◆ Problem description:
According to the text below on the Korean word dan-gol, how is the role of shaman usually passed on in the Honam region?
(Text for analysis Opens)
Regular customers, shamans, and ancient kings

Did you know that if you are a regular customer at some Korean establishment, you have a connection with Korea's native folk religion? And according to at least one scholar, you may also have a connection with the earliest kings of Ancient Joseon (고조선 古朝鮮).

Koreans call a shop, restaurant, or pub they patronize their dan-gol-jip (단골집, pronounced 단골찝), and the owners of the establishment call such patrons their dan-gol-sonnim (단골손님). In informal situations, people often use just the word dan-gol by itself: "Nan yeogi dan-goriya." (난 여기 단골이야 meaning 'This is one of my hangouts.') In fact, the word is so common that you probably hear it at least once a day if you live in a Korean-speaking environment. Yet many Koreans are surprised to learn that dan-gol originally refers to a mudang (무당), or Korean shaman.

A mudang

A mudang performing a shamanistic ritual, called a gut in Korean.

In the Honam (호남) region (the Jeolla provinces, that is 전라도, in the southwestern part of the peninsula), the role of shaman is usually hereditary and the local mudang's household is regularly in charge of conducting non-Confucian folk rituals for her area. In the regional dialect, such a shaman is variously referred to as a dan-gol, dangkkol (당꼴), dangkkolle (당꼴레), dangkkollemi (당꼴레미), or dan-gol-mudang (단골무당). So whenever a family or village needs someone to officiate at a gut (굿, that's the Korean word for such rituals), they call on the local mudang they always patronize: their dan-gol.

It's easy to see how such a term could readily be borrowed for use in other similar situations. The herbalist who regularly treats your family soon becomes your dan-gol doctor. You always get your hair cut at your dan-gol barbershop. And if you're that doctor or barber, it's only natural for you to start referring to your frequent patients and customers as your dan-gol, too.
(Text for analysis Closes)
(Information provided Opens)
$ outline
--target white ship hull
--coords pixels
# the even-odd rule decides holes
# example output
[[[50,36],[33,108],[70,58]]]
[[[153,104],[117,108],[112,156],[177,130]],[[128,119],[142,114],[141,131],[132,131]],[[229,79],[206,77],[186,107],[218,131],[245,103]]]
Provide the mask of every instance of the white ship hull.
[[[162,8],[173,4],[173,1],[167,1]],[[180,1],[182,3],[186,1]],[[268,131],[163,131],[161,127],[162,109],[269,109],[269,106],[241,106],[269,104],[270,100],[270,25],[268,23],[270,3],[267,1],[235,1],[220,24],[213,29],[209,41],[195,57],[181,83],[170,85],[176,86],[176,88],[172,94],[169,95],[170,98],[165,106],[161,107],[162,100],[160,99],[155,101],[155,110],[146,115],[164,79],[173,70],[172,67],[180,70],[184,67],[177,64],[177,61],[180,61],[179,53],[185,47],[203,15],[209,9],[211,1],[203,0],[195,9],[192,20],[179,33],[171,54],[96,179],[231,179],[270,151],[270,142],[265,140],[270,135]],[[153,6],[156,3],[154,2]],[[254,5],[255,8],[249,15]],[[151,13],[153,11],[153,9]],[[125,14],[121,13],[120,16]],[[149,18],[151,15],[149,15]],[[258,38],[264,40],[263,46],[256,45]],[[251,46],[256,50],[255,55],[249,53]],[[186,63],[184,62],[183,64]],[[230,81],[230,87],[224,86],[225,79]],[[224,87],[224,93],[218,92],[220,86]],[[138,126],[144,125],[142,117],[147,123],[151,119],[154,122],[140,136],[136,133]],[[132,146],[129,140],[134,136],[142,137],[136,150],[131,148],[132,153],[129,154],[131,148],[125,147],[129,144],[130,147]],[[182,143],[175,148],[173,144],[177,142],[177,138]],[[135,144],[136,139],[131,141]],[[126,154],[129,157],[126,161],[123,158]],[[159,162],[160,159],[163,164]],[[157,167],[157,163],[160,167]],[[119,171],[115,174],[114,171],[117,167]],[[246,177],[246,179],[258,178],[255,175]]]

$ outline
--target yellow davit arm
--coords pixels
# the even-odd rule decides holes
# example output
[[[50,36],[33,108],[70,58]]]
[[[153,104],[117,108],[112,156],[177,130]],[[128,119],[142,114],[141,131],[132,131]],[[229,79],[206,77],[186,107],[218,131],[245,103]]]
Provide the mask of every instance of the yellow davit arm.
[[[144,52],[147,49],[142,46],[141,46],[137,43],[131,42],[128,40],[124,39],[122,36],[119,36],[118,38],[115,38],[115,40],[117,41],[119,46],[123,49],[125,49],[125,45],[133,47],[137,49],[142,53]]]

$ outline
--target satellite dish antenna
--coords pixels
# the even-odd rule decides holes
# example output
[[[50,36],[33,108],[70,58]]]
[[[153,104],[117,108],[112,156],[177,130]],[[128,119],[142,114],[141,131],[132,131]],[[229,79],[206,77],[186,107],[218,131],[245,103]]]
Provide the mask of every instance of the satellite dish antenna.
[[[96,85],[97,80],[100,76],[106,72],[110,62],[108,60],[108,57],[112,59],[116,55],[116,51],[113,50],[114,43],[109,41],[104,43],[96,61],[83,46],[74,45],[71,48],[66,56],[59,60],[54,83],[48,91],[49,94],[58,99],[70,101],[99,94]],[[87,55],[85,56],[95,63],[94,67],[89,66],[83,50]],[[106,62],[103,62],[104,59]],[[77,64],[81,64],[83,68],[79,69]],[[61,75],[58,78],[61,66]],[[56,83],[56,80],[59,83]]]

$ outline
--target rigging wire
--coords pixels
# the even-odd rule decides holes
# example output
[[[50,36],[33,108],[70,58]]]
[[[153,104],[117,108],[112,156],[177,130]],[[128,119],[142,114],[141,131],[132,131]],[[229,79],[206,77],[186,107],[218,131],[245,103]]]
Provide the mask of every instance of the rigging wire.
(Information provided Closes)
◆ Output for this exercise:
It is usually hereditary.